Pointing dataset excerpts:
..............................

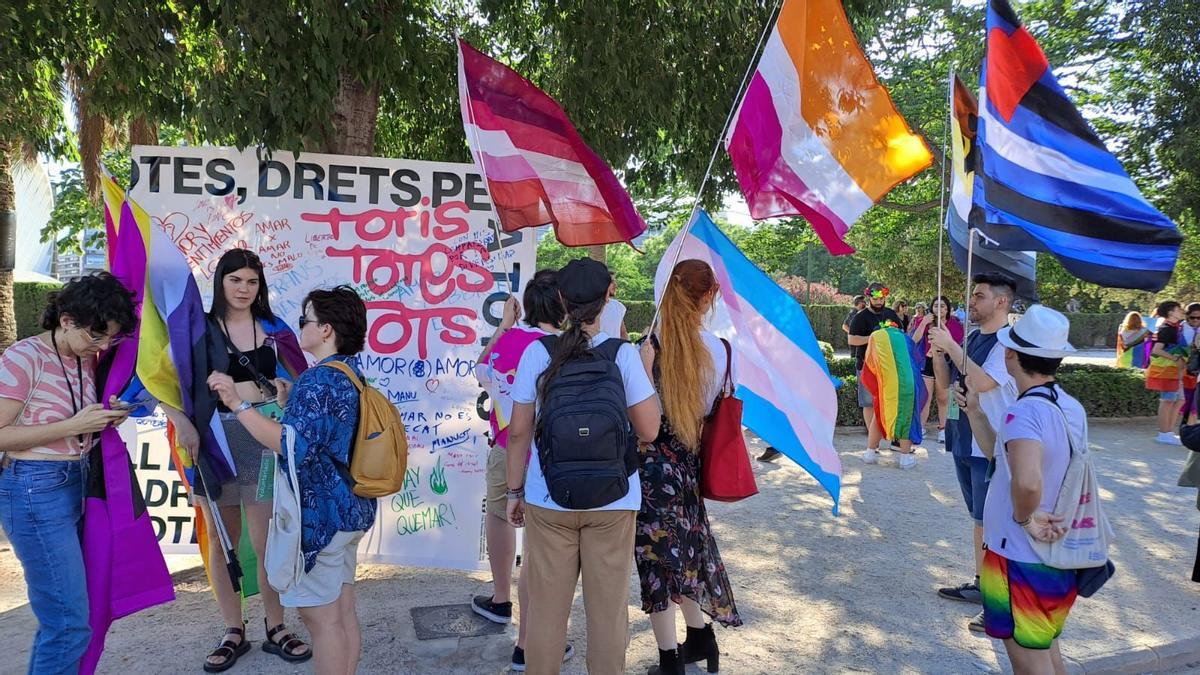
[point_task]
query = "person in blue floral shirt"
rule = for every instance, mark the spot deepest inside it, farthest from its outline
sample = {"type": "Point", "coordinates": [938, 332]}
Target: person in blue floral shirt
{"type": "Point", "coordinates": [323, 411]}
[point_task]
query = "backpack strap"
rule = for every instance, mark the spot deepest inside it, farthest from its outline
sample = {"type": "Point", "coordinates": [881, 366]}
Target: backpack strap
{"type": "Point", "coordinates": [347, 371]}
{"type": "Point", "coordinates": [610, 347]}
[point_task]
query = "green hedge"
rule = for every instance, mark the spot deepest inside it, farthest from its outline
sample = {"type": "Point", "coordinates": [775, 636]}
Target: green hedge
{"type": "Point", "coordinates": [1103, 390]}
{"type": "Point", "coordinates": [29, 300]}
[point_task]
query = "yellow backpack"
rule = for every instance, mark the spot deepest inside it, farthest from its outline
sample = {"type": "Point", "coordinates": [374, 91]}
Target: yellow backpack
{"type": "Point", "coordinates": [379, 455]}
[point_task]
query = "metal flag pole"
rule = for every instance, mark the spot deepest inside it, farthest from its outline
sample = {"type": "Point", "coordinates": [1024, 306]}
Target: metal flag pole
{"type": "Point", "coordinates": [717, 148]}
{"type": "Point", "coordinates": [941, 202]}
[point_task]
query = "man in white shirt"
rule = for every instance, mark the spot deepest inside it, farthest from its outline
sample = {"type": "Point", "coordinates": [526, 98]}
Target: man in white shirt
{"type": "Point", "coordinates": [990, 300]}
{"type": "Point", "coordinates": [1026, 602]}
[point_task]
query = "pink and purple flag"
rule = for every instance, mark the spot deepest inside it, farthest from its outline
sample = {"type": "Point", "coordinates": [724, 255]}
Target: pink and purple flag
{"type": "Point", "coordinates": [539, 171]}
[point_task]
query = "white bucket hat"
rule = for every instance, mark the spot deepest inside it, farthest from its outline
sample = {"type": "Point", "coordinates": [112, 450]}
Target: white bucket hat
{"type": "Point", "coordinates": [1041, 332]}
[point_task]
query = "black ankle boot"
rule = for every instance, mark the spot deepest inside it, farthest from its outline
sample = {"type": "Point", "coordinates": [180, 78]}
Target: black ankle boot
{"type": "Point", "coordinates": [669, 663]}
{"type": "Point", "coordinates": [701, 644]}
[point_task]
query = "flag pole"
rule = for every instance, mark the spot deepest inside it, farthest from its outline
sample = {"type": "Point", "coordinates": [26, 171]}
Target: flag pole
{"type": "Point", "coordinates": [717, 148]}
{"type": "Point", "coordinates": [478, 155]}
{"type": "Point", "coordinates": [941, 201]}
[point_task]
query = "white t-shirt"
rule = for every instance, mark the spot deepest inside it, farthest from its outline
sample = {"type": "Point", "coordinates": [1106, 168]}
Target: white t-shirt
{"type": "Point", "coordinates": [1035, 420]}
{"type": "Point", "coordinates": [611, 317]}
{"type": "Point", "coordinates": [525, 390]}
{"type": "Point", "coordinates": [995, 402]}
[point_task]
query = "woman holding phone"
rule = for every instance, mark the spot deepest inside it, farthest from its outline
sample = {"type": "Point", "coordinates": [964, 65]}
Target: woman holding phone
{"type": "Point", "coordinates": [258, 351]}
{"type": "Point", "coordinates": [49, 419]}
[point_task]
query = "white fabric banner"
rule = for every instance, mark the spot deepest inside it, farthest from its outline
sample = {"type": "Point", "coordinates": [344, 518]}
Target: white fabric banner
{"type": "Point", "coordinates": [415, 239]}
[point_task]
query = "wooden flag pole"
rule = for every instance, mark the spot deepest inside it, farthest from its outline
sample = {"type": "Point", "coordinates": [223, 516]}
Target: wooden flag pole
{"type": "Point", "coordinates": [717, 148]}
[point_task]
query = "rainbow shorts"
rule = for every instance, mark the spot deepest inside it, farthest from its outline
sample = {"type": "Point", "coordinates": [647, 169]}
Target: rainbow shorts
{"type": "Point", "coordinates": [1025, 602]}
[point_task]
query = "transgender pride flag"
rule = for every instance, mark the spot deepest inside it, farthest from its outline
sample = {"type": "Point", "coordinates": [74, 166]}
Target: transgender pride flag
{"type": "Point", "coordinates": [816, 133]}
{"type": "Point", "coordinates": [783, 378]}
{"type": "Point", "coordinates": [539, 171]}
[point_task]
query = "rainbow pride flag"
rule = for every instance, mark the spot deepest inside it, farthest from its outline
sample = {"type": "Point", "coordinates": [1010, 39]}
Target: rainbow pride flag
{"type": "Point", "coordinates": [789, 396]}
{"type": "Point", "coordinates": [892, 374]}
{"type": "Point", "coordinates": [816, 135]}
{"type": "Point", "coordinates": [539, 169]}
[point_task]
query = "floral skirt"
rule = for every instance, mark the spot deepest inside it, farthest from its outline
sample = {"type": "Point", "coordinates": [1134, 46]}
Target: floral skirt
{"type": "Point", "coordinates": [673, 547]}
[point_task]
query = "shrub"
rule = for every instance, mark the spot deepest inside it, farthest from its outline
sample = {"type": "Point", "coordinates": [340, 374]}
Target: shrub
{"type": "Point", "coordinates": [29, 302]}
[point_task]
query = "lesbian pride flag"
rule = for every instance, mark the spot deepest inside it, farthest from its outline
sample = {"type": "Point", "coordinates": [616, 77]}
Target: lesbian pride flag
{"type": "Point", "coordinates": [537, 166]}
{"type": "Point", "coordinates": [816, 135]}
{"type": "Point", "coordinates": [783, 378]}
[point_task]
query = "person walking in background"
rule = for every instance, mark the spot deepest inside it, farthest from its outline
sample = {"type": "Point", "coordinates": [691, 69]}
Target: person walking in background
{"type": "Point", "coordinates": [321, 416]}
{"type": "Point", "coordinates": [1165, 370]}
{"type": "Point", "coordinates": [1132, 340]}
{"type": "Point", "coordinates": [496, 370]}
{"type": "Point", "coordinates": [865, 322]}
{"type": "Point", "coordinates": [677, 557]}
{"type": "Point", "coordinates": [984, 364]}
{"type": "Point", "coordinates": [257, 348]}
{"type": "Point", "coordinates": [939, 316]}
{"type": "Point", "coordinates": [901, 309]}
{"type": "Point", "coordinates": [612, 318]}
{"type": "Point", "coordinates": [588, 524]}
{"type": "Point", "coordinates": [49, 419]}
{"type": "Point", "coordinates": [859, 304]}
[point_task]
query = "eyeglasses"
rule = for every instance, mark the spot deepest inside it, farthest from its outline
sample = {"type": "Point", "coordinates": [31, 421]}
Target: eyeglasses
{"type": "Point", "coordinates": [102, 339]}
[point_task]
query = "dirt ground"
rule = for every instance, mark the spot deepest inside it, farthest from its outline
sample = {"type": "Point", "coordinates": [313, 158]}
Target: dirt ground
{"type": "Point", "coordinates": [819, 593]}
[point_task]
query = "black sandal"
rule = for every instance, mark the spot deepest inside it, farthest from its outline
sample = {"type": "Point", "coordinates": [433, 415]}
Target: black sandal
{"type": "Point", "coordinates": [287, 649]}
{"type": "Point", "coordinates": [228, 650]}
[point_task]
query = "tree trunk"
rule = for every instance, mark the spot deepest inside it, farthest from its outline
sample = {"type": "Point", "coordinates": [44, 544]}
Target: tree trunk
{"type": "Point", "coordinates": [355, 109]}
{"type": "Point", "coordinates": [7, 246]}
{"type": "Point", "coordinates": [599, 252]}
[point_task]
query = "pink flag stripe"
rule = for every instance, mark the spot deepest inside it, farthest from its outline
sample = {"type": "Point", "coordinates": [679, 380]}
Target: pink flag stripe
{"type": "Point", "coordinates": [521, 136]}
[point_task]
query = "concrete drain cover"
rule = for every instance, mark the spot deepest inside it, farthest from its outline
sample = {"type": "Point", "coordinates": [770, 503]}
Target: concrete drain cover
{"type": "Point", "coordinates": [451, 621]}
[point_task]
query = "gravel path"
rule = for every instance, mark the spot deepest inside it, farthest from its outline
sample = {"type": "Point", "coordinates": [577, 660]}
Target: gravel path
{"type": "Point", "coordinates": [820, 593]}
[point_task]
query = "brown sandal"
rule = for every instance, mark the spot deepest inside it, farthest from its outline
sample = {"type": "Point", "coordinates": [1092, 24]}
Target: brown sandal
{"type": "Point", "coordinates": [289, 647]}
{"type": "Point", "coordinates": [228, 650]}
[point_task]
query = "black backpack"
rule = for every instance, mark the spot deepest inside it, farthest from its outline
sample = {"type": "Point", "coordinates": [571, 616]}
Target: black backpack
{"type": "Point", "coordinates": [586, 444]}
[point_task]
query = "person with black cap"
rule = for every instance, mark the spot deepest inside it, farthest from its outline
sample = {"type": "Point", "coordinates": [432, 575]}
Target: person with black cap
{"type": "Point", "coordinates": [865, 322]}
{"type": "Point", "coordinates": [591, 400]}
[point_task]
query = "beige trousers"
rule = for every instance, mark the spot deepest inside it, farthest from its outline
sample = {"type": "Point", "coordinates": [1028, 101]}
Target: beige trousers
{"type": "Point", "coordinates": [558, 545]}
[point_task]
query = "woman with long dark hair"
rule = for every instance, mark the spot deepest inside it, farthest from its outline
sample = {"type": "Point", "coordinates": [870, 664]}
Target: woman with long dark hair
{"type": "Point", "coordinates": [543, 312]}
{"type": "Point", "coordinates": [676, 553]}
{"type": "Point", "coordinates": [939, 315]}
{"type": "Point", "coordinates": [49, 419]}
{"type": "Point", "coordinates": [258, 351]}
{"type": "Point", "coordinates": [562, 542]}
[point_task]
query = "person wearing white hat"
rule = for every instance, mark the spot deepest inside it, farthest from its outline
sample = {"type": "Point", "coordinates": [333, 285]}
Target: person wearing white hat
{"type": "Point", "coordinates": [1026, 602]}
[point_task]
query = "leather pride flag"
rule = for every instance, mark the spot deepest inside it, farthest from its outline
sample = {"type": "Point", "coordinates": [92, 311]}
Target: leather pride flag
{"type": "Point", "coordinates": [1047, 181]}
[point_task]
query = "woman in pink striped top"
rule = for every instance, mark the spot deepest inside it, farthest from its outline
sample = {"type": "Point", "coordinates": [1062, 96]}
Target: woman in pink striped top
{"type": "Point", "coordinates": [48, 420]}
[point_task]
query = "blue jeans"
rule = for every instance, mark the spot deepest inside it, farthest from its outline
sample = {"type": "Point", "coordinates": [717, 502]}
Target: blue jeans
{"type": "Point", "coordinates": [41, 511]}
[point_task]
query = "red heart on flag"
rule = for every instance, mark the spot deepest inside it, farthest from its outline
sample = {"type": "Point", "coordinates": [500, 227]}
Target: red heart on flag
{"type": "Point", "coordinates": [1014, 65]}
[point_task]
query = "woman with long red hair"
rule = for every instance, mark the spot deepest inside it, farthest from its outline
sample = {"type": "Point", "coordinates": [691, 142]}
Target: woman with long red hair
{"type": "Point", "coordinates": [677, 557]}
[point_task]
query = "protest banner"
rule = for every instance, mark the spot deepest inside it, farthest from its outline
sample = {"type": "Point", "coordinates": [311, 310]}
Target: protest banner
{"type": "Point", "coordinates": [417, 240]}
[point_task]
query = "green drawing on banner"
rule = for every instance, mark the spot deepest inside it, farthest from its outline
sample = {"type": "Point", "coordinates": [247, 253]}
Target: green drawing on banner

..............................

INSTRUCTIONS TO FOLLOW:
Please locate every line in the items above that contains the word "pole" and copy each of those lines. Case counts.

WRITTEN REPLY:
query = "metal flag pole"
Target: metal flag pole
query = "flag pole"
Target: flag pole
query = "wooden flag pole"
Target: wooden flag pole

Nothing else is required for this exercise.